(Do this):
Rewrite the entries below, replacing every "towel" with "cloth" and leaving the rest unchanged.

-- begin Record excerpts --

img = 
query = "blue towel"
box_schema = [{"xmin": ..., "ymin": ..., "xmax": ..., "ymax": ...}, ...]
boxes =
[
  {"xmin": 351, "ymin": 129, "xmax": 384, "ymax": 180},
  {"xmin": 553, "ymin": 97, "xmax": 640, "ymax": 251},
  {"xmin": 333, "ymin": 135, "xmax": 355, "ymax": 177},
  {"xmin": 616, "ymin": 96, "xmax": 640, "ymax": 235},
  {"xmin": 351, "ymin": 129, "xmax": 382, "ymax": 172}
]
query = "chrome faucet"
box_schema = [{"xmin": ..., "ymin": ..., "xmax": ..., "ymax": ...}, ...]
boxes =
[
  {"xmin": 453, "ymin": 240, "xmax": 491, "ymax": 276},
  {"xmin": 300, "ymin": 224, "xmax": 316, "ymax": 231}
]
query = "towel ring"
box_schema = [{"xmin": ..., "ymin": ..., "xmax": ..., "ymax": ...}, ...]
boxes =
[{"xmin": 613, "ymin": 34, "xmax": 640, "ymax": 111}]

-- end Record excerpts --

(Response to the exercise):
img = 
query = "blue cloth"
box_schema = [{"xmin": ..., "ymin": ..., "xmax": ..., "ymax": ...}, ...]
boxes =
[
  {"xmin": 351, "ymin": 129, "xmax": 384, "ymax": 180},
  {"xmin": 553, "ymin": 97, "xmax": 640, "ymax": 251},
  {"xmin": 333, "ymin": 135, "xmax": 355, "ymax": 177},
  {"xmin": 616, "ymin": 96, "xmax": 640, "ymax": 235},
  {"xmin": 351, "ymin": 129, "xmax": 382, "ymax": 172}
]
query = "chrome faucet"
box_schema = [{"xmin": ..., "ymin": ..., "xmax": ..., "ymax": ...}, ...]
boxes =
[
  {"xmin": 453, "ymin": 240, "xmax": 491, "ymax": 276},
  {"xmin": 300, "ymin": 224, "xmax": 316, "ymax": 231}
]
query = "cloth ring"
box_schema = [{"xmin": ..., "ymin": ..., "xmax": ..., "ymax": ...}, ...]
boxes =
[{"xmin": 613, "ymin": 34, "xmax": 640, "ymax": 111}]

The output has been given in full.